*Text segment*:
Rating: 4/5, good
Rules for Resistance is a short (200-page) collection of essays by journalists and activists from different countries giving Americans advice on how to deal with Trump. It’s edited by David Cole and Melanie Wachtell Stinnett.
It was interesting, but I don’t know if it was as instructive as I was hoping for. The Indivisible guide at the end which describes how to call your senators and representatives and bother them at town halls was the most practical part of the book.
I thought David Cole had a good point in the introduction by stressing how important it is to maintain liberal control of institutions (like educational and political institutions).
“One theme in particular united virtually all the contributors: whether one faces an autocrat in Turkey, Russia, Chile, the Philippines, Egypt, Italy, Venezuela—or the United States—the principal defense lies in the institutions of civil society—or more directly, in an engaged citizenry.”
David Cole, Introduction to Rules for Resistance
The Trump administration has been taking control of some educational, medical, and legal institutions, which is frightening for people with liberal values. Fortunately, we have people within those institutions struggling to resist these institutions being taken over by people with unscientific or bigoted political or religious beliefs.
As for the individual essays, I liked Alexander Stille’s piece “Donald Trump, America’s Own Silvio Berlusconi.” It explains how Ronald Reagan’s FCC commissioner Mark Fowler’s elimination of the Fairness Doctrine for television in 1987 on top of the proliferation of channels with new technology led to an economic landscape where narrow ideological one-person talk shows became lucrative and how that created political polarization in the United States. Stille says that led to collapse of public trust in the media and even a weakening of belief in objective truth: “If you don’t know what to believe, you will believe anything.”
In “Authoritarian Democracy: A Playbook” Nick Robinson describes Narendra Modi’s authoritarian tactics as warnings for Americans. He says, “the most powerful discretionary tool of an authoritarian-inclined leader is not any specific action, but rather his or her silence or inaction in the face of violence or intimidation undertaken in their name.” Trump has been doing this all through both administrations.

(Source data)
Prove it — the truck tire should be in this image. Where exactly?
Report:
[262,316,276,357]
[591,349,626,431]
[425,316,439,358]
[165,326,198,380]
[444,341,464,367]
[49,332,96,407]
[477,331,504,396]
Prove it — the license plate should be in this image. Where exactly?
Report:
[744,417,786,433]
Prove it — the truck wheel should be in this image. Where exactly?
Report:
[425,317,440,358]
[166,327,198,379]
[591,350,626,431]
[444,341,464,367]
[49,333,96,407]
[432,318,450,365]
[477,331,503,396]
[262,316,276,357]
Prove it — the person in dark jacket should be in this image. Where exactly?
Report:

---

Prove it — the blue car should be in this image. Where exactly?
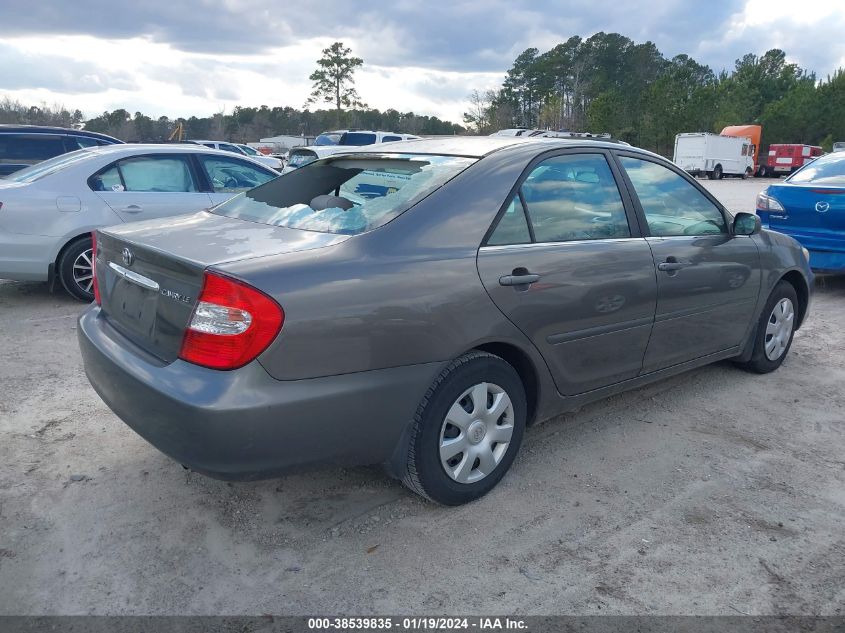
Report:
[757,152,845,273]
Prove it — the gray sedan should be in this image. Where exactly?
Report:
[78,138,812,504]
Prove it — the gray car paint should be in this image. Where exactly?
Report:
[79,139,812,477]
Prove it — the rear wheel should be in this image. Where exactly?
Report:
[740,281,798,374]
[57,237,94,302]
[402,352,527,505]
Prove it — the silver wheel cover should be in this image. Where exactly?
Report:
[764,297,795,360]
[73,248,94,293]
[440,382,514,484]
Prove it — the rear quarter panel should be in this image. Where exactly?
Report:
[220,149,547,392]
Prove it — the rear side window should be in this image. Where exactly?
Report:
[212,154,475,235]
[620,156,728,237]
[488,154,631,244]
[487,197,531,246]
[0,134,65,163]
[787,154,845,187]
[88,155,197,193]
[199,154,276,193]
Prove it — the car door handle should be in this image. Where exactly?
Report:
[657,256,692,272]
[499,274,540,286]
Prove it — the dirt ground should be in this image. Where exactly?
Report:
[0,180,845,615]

*Your tasks*:
(a) Output the passage of the Rules for Resistance review from "Rating: 4/5, good" up to and including "and political institutions).", word for word.
(b) Please go on with the Rules for Resistance review from the point where it stops.

*Answers to the problems*:
(a)
Rating: 4/5, good
Rules for Resistance is a short (200-page) collection of essays by journalists and activists from different countries giving Americans advice on how to deal with Trump. It’s edited by David Cole and Melanie Wachtell Stinnett.
It was interesting, but I don’t know if it was as instructive as I was hoping for. The Indivisible guide at the end which describes how to call your senators and representatives and bother them at town halls was the most practical part of the book.
I thought David Cole had a good point in the introduction by stressing how important it is to maintain liberal control of institutions (like educational and political institutions).

(b)
Suketu Mehta in “The Art of the Outrage” compares Trump to the Indian politician Bal Thackerey.
“At the rallies, each attendee felt like Thackeray was speaking to him personally. A Shiv Sena activist told me that, after the riots, Thackerey had ‘powertoni’: a contraction of ‘power of attorney,’ the awesome ability to act on someone else’s behalf, to sign documents, or to have people killed. The Trump supporters now feel like the Sena supporters: Through him, the formerly powerless factory workers in Ohio and coal miners in Kentucky have powertoni. Every time your hero, your attorney, humiliates the good and the great, you feel a swell of pride, you feel, in your shabby house with the leaky roof, that you’ve got a measure of power, in Manhattan, in Washington.”
I like the catchiness of that phrase “powertoni” and I think it really describes how a lot of Trump supporters seem to feel when they watch him speak or go after people they don’t like.
Many of these articles are explaining what’s happening or suggesting general attitudes to take when trying to convert people to liberal causes. The advice is not the most specific or actionable, but it makes for interesting reading. It helps us understand this moment and know that we’re not alone in the world trying to resist an authoritarian leader.
What books have you found helpful in dealing with life under a Trump presidency?
Did anything inspire you to engage in activism in a certain way?